> _Tasks to complete_
(a) In the court opinion, where did the two police investigators find the body of Belinda Reyes?
(b) Reproduce the part of the court opinion that begins at the words "The State's sole" and stops after the words "allowing the motion to suppress.".

> _Passage given_
APPEAL from the Circuit Court of Cook County; the Hon. WARREN WOLFSON, Judge, presiding.


On February 27, 1976, two police investigators responding to a reported homicide searched a basement apartment at 5235 South Kilbourn in Chicago, Illinois, and discovered the body of Belinda Reyes. Based on an oral statement given to the police, Elizabeth Vaisvilas, the defendant and younger sister of the deceased, was indicted for Belinda Reyes' murder. Pursuant to the defendant's motion, the trial court ordered that the statements be suppressed. It is from this order that the State now appeals.

The State's sole contention on appeal is that even though the suppressed statements were made outside of the presence of her attorney, the defendant knew and understood her right to remain silent and to have her attorney present and that she freely and knowingly chose to make the suppressed statement. The State thus concludes that the trial court erred in allowing the motion to suppress.

We affirm.

The defense called three witnesses to testify at the hearing on the motion to suppress. The first of these witnesses, Tom Vaisvilas, the defendant's husband, testified that at the time of the incident he and the defendant lived together in Justice, Illinois. At about 8 p.m. on February 27, 1976, Mr. Vaisvilas received a telephone call from Mr. Bolan, an attorney. Mr. Vaisvilas explained to Mr. Bolan that he would need his services and Mr. Bolan told him to call when the police arrived. Mr. Bolan also spoke over the phone to the defendant, but Mr. Vaisvilas did not hear their conversation. Approximately five hours later, two police investigators arrived at the house. As instructed, Mr. Vaisvilas called Mr. Bolan who spoke over the telephone to one of the investigators. At this time, Mr. Bolan also spoke to Mr. Vaisvilas and instructed him that his wife should go to the police station with the investigators, but that she should not provide the investigators with any statement. Mr. Bolan also indicated that he would meet them at the police station. Mr. Vaisvilas relayed this information to his wife who then left for the police station accompanied by the investigators and Laurie Savage, the daughter of the deceased.

The next witness to testify, the defendant herself, indicated that she first spoke with Mr. Bolan over the telephone on February 26, 1976. Mr. Bolan explained to her that he had been retained by her husband to represent her and that if some officers came to her house, she should not talk to them and that he would meet her at the police station. The defendant further testified that in the early morning hours of February 28, 1976, two police investigators arrived at the defendant's house. Upon the investigators' arrival, her husband made a telephone call. Investigator Boyle also had a conversation on the phone at this time.

> _Data extract_
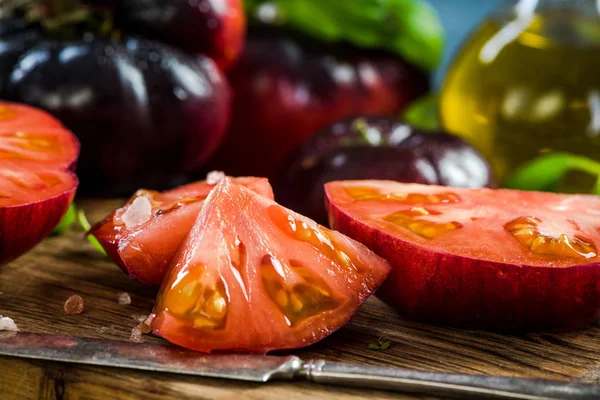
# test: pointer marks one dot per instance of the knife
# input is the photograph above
(265, 368)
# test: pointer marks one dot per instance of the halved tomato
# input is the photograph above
(143, 235)
(253, 276)
(482, 258)
(36, 182)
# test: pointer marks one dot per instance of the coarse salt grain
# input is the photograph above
(123, 298)
(139, 317)
(138, 212)
(136, 335)
(74, 305)
(213, 177)
(7, 324)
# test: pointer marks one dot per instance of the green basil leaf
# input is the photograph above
(423, 113)
(85, 225)
(545, 172)
(410, 28)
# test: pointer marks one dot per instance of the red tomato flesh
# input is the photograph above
(143, 235)
(483, 258)
(253, 276)
(37, 185)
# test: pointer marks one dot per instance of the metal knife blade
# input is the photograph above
(261, 368)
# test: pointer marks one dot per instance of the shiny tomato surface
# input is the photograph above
(37, 183)
(483, 258)
(143, 235)
(253, 276)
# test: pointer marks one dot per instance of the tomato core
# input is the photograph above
(525, 230)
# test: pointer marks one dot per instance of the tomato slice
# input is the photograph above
(499, 259)
(253, 276)
(37, 185)
(134, 235)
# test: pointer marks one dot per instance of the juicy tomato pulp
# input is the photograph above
(501, 259)
(254, 276)
(37, 155)
(142, 237)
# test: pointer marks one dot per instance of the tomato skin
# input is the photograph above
(341, 152)
(216, 28)
(24, 226)
(146, 114)
(36, 190)
(326, 273)
(287, 87)
(450, 289)
(15, 38)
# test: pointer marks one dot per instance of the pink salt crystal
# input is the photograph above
(123, 298)
(7, 324)
(138, 212)
(213, 177)
(74, 305)
(136, 335)
(139, 317)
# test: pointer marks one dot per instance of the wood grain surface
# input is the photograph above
(33, 290)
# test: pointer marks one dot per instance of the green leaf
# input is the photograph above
(85, 225)
(423, 113)
(67, 221)
(410, 28)
(545, 172)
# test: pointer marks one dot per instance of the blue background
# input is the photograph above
(459, 17)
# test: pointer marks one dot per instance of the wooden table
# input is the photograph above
(33, 290)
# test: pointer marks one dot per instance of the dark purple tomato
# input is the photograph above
(15, 37)
(286, 87)
(216, 28)
(376, 148)
(146, 114)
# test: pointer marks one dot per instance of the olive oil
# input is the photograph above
(522, 87)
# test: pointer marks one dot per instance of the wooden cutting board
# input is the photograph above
(33, 290)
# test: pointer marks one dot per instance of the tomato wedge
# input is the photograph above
(253, 276)
(482, 258)
(37, 156)
(143, 235)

> _Per-task answers_
(a) In a basement apartment at 5235 South Kilbourn in Chicago, Illinois.

(b)
The State's sole contention on appeal is that even though the suppressed statements were made outside of the presence of her attorney, the defendant knew and understood her right to remain silent and to have her attorney present and that she freely and knowingly chose to make the suppressed statement. The State thus concludes that the trial court erred in allowing the motion to suppress.